§ WRITTEN EXERCISE
Please copy the listing below line for line, leaving out the pictures.

━━ MATERIAL PROVIDED

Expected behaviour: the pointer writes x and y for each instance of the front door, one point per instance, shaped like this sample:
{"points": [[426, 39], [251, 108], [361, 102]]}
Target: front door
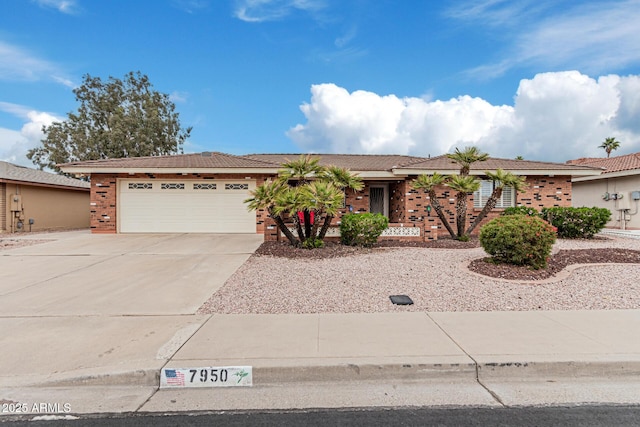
{"points": [[378, 200]]}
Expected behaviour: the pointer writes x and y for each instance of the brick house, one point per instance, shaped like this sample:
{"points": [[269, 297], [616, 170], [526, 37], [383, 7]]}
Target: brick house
{"points": [[205, 192], [617, 188]]}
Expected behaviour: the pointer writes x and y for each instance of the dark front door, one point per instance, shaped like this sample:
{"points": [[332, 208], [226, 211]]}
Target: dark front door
{"points": [[376, 200]]}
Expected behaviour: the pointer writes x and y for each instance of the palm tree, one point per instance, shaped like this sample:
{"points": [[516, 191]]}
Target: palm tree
{"points": [[463, 185], [301, 170], [266, 196], [502, 179], [467, 157], [324, 199], [609, 145], [429, 183]]}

━━━━

§ THE RESPONSE
Expected behaviour: the pointer writes x and y for each instance of the front door, one point per instance, shaped like this sample:
{"points": [[426, 39], [251, 108], [361, 102]]}
Target: front door
{"points": [[378, 200]]}
Expected behaviour: the pointer writes x and y for each instance of the brick house, one point per instance, shaped like this sample:
{"points": [[269, 297], [616, 170], [526, 37], [383, 7]]}
Target: brick house
{"points": [[205, 192], [617, 188]]}
Expected behaviour: the pointer writes x and y for each instance of the dark front door, one point per instance, shaped like this sample:
{"points": [[332, 208], [226, 211]]}
Target: dark front door
{"points": [[376, 200]]}
Expected behaviour: the pointer writes x and y for each instance of the palm tree, one point per instance, shaped like this sample:
{"points": [[516, 191]]}
Target: palm tree
{"points": [[463, 185], [301, 170], [266, 196], [502, 179], [467, 157], [324, 199], [609, 145], [429, 183]]}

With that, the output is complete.